## Extracted text

********************

We do not have any easy answers to these questions. Rather like many others working across the field of migration, many of us at Border Criminologies feel overcome by current events. Yet, given the current absence of robust Parliamentary political opposition to this bill, and the growing influence of voices from the right, some of which come from within universities (particularly Oxford), we must find a way to regroup. It is not as though the bill was a surprise; the Tories have, for many years, been weaponizing the situation on the South Coast, experimenting and innovating with temporary and emergency responses, rather than looking for viable and ethical solutions for vulnerable people. Their policies, in any case, have been trialled and used elsewhere, most obviously in Australia. We knew it was coming.

So, what are some of the things we can do?

********************

## Data supplied
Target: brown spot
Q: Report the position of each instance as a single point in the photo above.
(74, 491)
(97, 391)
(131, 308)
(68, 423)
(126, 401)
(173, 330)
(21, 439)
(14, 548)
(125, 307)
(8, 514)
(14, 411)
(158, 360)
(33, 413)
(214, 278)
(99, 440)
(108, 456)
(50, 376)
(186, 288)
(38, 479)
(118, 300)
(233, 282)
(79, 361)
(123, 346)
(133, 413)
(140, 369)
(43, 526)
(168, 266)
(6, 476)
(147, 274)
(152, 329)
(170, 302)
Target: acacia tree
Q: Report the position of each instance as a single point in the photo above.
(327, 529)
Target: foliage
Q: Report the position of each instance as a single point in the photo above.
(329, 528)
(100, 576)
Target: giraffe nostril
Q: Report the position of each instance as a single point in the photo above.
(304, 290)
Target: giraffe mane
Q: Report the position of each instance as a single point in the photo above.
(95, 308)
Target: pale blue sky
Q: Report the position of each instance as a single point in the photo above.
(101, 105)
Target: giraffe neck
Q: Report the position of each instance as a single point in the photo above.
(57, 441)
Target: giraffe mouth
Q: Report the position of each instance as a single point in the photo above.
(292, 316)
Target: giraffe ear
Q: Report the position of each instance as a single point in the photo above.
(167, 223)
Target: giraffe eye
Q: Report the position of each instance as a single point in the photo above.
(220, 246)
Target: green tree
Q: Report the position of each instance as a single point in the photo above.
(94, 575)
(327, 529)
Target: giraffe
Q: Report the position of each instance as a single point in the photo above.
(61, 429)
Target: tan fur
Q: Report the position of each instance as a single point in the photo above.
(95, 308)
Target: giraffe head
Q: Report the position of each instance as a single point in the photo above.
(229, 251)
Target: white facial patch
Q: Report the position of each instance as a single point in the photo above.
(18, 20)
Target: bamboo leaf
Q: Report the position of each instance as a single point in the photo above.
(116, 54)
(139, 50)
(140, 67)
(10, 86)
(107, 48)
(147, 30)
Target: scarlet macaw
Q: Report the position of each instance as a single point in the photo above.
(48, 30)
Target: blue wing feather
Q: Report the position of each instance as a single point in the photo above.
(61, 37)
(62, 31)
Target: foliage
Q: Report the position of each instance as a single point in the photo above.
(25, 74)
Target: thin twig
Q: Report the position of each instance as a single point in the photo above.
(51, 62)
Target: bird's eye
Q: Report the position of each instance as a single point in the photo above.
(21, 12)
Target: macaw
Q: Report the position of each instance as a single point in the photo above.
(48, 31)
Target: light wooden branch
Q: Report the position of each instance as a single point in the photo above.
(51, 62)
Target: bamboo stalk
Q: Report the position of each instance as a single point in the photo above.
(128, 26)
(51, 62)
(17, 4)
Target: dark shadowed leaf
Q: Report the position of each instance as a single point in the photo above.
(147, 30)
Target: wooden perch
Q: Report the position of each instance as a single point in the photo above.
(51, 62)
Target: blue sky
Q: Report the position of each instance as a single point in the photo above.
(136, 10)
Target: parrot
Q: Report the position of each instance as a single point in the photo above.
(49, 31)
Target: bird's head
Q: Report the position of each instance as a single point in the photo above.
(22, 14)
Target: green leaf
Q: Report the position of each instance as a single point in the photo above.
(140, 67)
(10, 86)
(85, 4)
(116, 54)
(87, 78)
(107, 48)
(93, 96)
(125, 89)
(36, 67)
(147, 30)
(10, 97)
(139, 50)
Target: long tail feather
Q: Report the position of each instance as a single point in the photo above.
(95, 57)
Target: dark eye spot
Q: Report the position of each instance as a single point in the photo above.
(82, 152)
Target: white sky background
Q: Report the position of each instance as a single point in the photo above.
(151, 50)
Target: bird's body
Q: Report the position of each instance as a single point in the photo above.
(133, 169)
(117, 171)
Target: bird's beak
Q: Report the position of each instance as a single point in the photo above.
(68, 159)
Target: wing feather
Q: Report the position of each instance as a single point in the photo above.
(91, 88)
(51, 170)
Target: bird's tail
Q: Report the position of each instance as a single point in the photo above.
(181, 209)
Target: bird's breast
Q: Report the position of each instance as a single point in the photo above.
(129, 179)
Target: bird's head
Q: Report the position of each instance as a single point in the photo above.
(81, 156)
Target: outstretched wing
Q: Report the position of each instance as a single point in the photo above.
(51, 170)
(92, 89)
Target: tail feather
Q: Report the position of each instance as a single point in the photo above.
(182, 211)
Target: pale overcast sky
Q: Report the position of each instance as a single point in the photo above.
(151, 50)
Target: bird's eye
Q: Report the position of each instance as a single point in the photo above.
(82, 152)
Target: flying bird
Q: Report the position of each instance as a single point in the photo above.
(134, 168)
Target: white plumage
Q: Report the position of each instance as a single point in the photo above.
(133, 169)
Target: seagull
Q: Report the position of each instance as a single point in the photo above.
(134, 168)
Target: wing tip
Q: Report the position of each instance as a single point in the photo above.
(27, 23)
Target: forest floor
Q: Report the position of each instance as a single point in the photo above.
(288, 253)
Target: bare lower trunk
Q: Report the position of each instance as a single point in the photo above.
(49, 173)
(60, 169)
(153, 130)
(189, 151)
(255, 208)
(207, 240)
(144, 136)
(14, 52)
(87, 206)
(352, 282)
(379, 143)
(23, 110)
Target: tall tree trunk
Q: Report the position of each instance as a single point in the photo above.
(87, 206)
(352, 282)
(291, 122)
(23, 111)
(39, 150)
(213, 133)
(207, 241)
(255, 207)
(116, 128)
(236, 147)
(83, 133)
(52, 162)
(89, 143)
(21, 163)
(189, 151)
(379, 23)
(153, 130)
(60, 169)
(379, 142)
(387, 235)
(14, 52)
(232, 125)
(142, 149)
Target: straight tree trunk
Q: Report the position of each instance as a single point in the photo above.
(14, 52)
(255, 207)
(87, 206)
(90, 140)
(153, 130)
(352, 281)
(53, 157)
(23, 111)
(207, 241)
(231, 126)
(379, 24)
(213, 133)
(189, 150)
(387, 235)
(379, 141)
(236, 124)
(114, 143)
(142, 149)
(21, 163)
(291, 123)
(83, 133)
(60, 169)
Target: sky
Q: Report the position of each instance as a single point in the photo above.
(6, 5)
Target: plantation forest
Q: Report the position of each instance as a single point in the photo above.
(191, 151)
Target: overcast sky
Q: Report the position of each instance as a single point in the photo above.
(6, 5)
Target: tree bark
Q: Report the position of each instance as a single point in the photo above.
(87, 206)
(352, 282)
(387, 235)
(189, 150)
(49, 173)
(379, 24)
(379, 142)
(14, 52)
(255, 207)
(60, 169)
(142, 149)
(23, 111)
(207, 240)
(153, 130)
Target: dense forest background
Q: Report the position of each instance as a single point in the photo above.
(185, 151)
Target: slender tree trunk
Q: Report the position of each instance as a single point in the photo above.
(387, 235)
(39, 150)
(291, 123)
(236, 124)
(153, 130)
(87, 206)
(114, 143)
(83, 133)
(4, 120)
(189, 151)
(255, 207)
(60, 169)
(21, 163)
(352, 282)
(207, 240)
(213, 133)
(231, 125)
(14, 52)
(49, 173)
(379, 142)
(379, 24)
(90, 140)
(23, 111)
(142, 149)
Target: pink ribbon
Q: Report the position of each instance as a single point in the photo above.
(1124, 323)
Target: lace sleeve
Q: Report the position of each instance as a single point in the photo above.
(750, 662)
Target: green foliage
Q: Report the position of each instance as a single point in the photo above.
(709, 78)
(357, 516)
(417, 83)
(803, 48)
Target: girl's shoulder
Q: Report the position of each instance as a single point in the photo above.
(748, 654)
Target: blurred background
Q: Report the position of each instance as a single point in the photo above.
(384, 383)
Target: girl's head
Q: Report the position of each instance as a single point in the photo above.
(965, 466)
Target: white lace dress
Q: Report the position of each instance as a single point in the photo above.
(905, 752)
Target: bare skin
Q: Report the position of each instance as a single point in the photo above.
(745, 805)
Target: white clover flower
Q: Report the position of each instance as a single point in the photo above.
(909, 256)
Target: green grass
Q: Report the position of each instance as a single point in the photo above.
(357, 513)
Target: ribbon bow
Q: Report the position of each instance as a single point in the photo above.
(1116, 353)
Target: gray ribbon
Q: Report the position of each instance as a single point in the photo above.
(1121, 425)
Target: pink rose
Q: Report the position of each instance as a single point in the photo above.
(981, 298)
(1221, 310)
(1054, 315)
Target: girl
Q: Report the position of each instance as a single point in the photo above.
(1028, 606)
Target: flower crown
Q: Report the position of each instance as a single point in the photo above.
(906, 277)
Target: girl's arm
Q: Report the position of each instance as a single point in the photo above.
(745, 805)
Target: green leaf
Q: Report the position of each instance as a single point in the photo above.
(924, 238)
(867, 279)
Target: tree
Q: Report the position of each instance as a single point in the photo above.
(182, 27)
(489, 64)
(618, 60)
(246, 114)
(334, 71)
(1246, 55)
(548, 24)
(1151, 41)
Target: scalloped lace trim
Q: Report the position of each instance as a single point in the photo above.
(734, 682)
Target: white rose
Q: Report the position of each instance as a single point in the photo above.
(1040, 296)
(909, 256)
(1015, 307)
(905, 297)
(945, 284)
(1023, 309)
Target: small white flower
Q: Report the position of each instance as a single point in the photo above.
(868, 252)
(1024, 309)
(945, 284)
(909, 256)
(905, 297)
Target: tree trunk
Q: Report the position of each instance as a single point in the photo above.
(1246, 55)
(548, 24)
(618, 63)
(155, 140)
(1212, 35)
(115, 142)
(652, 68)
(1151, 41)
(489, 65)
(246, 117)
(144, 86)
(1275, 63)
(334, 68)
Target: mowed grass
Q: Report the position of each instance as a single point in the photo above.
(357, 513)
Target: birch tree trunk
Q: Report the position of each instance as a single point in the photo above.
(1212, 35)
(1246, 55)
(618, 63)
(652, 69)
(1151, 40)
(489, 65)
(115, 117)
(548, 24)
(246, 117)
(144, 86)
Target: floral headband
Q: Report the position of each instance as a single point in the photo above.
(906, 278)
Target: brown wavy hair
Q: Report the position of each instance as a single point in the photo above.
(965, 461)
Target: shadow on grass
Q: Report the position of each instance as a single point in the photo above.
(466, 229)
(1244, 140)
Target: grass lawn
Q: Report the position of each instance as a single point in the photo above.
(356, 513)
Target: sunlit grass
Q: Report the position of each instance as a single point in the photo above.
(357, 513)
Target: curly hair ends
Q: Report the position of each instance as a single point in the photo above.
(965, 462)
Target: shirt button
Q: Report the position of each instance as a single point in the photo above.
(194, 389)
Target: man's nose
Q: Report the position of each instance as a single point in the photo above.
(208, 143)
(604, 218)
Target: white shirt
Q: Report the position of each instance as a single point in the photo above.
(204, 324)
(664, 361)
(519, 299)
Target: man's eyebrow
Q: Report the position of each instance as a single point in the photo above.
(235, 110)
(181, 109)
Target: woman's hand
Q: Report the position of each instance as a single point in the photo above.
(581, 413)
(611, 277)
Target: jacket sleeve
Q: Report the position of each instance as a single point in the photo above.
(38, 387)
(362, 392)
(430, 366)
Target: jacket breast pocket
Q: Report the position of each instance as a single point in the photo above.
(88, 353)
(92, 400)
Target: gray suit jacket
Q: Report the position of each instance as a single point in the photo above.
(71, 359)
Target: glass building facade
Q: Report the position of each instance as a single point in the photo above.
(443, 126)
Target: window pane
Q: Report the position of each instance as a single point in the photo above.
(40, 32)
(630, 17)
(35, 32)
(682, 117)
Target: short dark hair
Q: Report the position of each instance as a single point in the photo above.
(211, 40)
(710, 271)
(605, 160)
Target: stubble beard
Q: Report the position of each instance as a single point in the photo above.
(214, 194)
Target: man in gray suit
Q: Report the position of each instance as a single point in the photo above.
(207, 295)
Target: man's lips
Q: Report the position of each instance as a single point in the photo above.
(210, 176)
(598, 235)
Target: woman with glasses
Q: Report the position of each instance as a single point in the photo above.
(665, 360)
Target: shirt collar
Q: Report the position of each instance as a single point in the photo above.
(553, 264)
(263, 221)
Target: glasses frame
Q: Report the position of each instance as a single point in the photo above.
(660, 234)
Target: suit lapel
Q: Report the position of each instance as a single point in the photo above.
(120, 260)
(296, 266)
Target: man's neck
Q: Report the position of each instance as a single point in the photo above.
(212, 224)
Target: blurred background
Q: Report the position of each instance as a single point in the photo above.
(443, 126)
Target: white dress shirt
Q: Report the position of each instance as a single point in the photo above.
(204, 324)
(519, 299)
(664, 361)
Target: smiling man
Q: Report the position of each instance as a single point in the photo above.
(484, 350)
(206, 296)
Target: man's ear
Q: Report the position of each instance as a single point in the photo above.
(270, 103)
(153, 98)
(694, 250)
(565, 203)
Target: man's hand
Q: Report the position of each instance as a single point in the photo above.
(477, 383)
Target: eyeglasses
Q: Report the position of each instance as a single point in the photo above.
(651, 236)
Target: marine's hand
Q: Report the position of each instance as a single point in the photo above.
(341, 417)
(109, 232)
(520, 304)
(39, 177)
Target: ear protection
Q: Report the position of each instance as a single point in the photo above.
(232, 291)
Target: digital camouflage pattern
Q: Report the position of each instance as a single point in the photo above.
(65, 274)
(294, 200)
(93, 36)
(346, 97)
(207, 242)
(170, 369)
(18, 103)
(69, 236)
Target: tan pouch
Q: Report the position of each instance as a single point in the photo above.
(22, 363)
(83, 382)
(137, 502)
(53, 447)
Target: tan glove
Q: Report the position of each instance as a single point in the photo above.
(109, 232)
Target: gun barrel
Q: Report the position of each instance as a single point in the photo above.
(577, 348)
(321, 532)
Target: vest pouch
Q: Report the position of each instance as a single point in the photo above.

********************

## Your instructions
Continue the piece on responding to the UK migration bill, picking up right after its closing question.

## Output of the exercise
Here, there are a range of choices. First of all, as academics, we should not give up on the relevance of empirical evidence.  That is a key role of academic researchers. So, even as research access becomes further constrained, and the impact of our work more tenuous, we must continue to insist on studying the system and its impacts in order to have material to challenge the politicisation of the border, or what, following de Genova, academics commonly refer to as the ‘border spectacle’. Second, like the government, we must be prepared to innovate, widening the scope of our research to imagine and work towards alternatives. Third, we need to reach out to others who have been managing similarly bleak political landscapes for longer, for example, in Australia, the US, and Greece, for insights, community, and reinforcement. 

On some level, the first option feels the hardest at the moment. Insisting on details about government policy and how it will work in practice can appear to be uncritical, and at worst, risks co-optation; if we point out flaws and inconsistencies, do we risk the system adjusting and expanding in response? But, equally, failing to point out the contradictions and consequences that lie in the details, lets the government off the hook and maintains the rhetorical framework they prefer.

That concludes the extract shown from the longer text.